> **Instructions to follow**: Find the line containing "of the grass" in the records below. Copy exactly that line and each one after it, ending at the line containing "of the stepping", and nothing more.

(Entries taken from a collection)
:::
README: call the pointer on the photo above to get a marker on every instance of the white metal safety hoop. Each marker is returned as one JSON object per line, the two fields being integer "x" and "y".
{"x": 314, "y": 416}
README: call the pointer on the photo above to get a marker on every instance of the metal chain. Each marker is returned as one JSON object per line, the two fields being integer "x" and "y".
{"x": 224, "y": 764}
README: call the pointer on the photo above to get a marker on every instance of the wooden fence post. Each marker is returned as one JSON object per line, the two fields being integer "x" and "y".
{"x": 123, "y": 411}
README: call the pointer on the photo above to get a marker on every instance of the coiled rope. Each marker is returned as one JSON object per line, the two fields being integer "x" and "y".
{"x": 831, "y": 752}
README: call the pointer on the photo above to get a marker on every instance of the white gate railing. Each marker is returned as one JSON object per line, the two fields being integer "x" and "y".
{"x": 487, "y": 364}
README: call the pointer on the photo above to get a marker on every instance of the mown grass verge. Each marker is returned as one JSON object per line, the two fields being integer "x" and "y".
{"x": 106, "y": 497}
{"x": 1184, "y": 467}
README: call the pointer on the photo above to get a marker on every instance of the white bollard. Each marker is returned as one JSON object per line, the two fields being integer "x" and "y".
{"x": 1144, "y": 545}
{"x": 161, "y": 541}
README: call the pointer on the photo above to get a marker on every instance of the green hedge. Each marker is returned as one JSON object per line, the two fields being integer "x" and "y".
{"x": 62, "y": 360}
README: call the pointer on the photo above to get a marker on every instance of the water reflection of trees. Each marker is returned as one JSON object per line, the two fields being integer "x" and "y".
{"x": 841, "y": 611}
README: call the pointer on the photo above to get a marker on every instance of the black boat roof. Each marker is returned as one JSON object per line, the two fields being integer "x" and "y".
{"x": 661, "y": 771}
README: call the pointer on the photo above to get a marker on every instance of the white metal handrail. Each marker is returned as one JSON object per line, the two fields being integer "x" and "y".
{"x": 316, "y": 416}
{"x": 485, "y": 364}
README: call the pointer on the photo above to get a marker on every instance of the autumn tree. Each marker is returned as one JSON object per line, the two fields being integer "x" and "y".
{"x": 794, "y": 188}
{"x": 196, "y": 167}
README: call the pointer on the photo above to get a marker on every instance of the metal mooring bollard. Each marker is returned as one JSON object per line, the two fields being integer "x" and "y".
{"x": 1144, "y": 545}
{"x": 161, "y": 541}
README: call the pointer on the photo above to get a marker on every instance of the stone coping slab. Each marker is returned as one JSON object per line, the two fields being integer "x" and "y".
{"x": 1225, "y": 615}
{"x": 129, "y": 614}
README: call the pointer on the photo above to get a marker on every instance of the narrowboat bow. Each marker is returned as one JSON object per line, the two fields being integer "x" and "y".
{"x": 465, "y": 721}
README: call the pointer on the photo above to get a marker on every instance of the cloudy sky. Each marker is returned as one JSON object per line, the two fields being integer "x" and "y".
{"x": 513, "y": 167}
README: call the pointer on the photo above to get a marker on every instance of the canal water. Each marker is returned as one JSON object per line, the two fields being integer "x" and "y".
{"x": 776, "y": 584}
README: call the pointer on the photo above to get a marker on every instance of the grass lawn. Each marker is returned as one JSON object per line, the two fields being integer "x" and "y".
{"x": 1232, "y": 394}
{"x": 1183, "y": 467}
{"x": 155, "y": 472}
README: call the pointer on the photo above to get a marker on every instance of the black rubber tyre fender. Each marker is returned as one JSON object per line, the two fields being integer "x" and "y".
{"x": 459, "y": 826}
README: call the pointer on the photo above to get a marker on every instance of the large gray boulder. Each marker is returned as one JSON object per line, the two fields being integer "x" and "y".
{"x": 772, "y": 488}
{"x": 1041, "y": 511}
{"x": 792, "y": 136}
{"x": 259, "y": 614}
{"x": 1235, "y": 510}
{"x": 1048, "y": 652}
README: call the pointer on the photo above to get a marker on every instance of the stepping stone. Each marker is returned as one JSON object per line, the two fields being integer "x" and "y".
:::
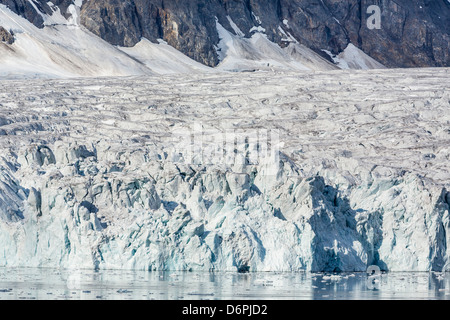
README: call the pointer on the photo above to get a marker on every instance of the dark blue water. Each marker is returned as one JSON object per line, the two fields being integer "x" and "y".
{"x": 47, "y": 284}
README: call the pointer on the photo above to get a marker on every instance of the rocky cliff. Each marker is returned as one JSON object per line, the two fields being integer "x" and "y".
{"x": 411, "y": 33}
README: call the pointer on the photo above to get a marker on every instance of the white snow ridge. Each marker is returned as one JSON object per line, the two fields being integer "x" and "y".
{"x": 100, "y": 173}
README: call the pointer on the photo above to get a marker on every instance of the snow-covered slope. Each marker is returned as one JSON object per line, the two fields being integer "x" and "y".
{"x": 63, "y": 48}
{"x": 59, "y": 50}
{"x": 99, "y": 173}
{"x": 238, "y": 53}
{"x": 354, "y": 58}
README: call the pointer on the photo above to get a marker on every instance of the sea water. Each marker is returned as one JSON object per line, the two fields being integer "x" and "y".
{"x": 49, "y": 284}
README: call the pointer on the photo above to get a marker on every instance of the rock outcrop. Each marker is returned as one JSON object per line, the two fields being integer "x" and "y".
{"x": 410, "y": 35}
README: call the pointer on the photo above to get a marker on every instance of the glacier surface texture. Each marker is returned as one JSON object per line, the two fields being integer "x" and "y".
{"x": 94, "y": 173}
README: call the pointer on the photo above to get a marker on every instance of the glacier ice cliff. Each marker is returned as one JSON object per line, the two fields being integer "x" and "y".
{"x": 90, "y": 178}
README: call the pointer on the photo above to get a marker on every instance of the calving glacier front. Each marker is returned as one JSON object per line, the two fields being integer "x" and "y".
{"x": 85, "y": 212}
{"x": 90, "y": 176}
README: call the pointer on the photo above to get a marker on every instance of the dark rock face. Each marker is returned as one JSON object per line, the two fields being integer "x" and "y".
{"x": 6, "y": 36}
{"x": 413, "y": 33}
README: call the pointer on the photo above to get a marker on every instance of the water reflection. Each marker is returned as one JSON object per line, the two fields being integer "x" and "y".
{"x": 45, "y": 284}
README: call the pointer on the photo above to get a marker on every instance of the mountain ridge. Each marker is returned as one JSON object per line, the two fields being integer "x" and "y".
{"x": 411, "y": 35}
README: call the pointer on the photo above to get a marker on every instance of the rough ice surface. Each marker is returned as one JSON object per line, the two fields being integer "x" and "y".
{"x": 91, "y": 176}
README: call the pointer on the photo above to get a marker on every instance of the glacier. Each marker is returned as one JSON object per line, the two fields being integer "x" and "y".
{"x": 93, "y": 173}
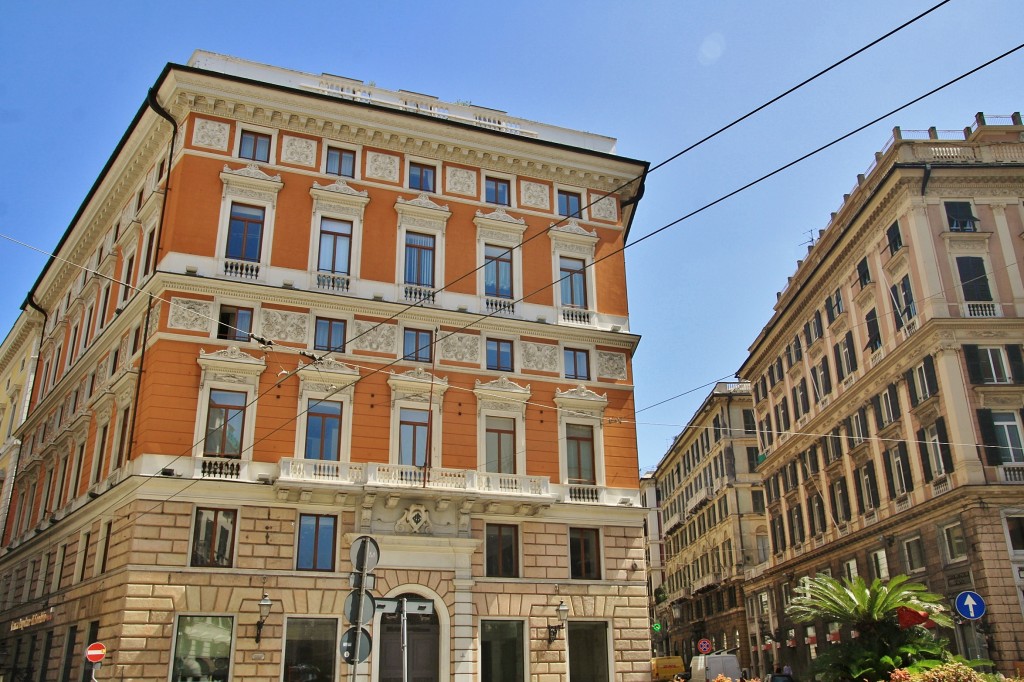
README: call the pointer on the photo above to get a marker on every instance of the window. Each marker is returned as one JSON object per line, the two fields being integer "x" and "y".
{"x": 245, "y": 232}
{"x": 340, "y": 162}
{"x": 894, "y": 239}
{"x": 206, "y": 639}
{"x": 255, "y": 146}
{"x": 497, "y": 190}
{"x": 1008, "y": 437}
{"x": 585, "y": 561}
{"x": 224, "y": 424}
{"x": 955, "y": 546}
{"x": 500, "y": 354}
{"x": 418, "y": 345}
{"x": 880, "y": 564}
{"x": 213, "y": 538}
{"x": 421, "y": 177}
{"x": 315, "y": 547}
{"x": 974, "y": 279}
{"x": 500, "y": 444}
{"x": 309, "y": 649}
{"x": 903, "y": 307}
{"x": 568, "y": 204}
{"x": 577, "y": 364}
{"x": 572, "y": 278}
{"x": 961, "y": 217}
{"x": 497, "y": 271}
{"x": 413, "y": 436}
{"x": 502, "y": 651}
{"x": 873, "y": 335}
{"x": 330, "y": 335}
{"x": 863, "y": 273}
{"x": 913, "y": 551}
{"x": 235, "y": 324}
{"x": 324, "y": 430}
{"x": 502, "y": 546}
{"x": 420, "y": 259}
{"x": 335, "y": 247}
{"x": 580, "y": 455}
:::
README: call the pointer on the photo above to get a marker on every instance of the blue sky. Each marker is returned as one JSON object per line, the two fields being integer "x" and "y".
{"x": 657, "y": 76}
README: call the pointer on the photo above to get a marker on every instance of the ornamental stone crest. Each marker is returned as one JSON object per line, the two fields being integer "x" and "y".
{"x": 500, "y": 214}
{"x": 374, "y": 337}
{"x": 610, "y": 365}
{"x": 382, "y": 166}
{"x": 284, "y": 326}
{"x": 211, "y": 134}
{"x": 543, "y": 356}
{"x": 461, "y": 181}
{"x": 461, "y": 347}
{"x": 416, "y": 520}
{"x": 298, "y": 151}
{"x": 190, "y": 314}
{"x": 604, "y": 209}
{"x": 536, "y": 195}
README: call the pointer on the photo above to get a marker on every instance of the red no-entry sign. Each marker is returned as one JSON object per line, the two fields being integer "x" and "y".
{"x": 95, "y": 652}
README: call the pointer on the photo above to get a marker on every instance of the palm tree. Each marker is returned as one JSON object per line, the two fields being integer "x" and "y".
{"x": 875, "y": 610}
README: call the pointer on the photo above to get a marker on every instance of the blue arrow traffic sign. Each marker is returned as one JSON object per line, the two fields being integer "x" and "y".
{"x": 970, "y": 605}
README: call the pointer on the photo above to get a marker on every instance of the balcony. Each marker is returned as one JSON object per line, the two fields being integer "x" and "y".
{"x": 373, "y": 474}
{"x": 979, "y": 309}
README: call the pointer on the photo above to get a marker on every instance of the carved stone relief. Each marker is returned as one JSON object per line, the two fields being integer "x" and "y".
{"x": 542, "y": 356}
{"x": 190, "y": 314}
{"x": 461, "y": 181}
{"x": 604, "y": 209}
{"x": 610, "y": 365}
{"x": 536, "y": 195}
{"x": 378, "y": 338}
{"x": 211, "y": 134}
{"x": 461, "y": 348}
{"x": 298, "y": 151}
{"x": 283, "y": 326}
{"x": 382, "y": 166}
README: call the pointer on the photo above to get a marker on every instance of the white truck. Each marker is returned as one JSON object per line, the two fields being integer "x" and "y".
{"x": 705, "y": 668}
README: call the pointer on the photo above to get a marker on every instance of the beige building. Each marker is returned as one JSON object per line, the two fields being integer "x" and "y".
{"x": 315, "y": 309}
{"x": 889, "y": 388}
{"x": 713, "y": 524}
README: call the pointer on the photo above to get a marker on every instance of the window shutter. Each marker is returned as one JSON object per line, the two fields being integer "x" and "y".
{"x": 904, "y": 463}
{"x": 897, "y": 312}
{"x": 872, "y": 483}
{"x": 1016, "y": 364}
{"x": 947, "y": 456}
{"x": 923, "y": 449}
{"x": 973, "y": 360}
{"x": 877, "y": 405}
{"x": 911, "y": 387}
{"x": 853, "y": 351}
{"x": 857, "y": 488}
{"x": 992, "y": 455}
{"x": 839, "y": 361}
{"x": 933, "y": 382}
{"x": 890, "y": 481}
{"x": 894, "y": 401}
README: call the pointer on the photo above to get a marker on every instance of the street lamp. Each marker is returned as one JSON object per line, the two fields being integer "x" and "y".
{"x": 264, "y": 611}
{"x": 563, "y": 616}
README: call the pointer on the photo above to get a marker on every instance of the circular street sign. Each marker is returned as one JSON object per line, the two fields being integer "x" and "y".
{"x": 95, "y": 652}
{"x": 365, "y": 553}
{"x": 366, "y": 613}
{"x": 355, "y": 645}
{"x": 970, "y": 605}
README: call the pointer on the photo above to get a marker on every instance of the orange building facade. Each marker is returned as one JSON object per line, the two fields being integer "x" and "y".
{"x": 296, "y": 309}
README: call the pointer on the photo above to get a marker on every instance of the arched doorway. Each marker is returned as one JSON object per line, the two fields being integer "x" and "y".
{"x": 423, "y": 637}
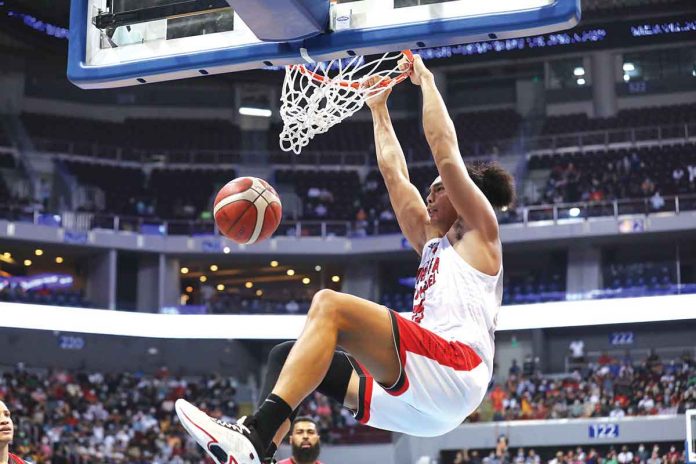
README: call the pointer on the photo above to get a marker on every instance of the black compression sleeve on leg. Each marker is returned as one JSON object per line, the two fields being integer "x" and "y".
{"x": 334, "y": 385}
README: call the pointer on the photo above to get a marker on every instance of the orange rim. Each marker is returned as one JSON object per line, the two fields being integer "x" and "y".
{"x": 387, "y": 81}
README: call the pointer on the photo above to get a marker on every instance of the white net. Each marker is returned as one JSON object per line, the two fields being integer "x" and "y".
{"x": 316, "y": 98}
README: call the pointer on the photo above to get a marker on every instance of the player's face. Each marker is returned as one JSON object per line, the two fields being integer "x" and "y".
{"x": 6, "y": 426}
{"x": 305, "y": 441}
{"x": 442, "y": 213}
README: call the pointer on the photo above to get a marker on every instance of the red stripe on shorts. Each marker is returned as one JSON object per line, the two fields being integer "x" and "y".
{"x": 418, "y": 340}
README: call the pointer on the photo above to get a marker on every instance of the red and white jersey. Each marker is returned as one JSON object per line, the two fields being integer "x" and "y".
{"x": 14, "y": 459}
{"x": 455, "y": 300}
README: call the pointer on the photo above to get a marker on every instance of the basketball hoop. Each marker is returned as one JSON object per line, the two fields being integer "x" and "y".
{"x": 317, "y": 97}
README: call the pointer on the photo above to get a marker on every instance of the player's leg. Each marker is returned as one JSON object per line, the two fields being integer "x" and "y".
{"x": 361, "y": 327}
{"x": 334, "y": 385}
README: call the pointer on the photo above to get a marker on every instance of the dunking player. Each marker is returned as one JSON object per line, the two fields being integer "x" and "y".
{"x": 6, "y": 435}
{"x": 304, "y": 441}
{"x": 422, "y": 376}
:::
> **Solved exercise**:
README: call the pointer on the photo above to get a marker on every instance of the grass lawn. Each marker is returned as one JSON object per line, the two fields being integer "x" and "y".
{"x": 1232, "y": 394}
{"x": 1183, "y": 467}
{"x": 155, "y": 472}
README: call the pointer on the photo above to get a marker on every instance of the black rubber tyre fender. Each marker is returned as one JSON object per line, the two fields being integer "x" and "y".
{"x": 459, "y": 826}
README: call the pointer on the photo above to get a marker on every instance of the large gray boulder. Each marker is returned as one JSON object per line, the two fields being integer "x" and "y".
{"x": 772, "y": 488}
{"x": 1041, "y": 511}
{"x": 792, "y": 136}
{"x": 259, "y": 614}
{"x": 1235, "y": 510}
{"x": 1048, "y": 652}
README: call the pointer on the photo above to get a marker on every instance of the stepping stone. Each marker is returned as one JSON object per line, the two fields being integer "x" and "y".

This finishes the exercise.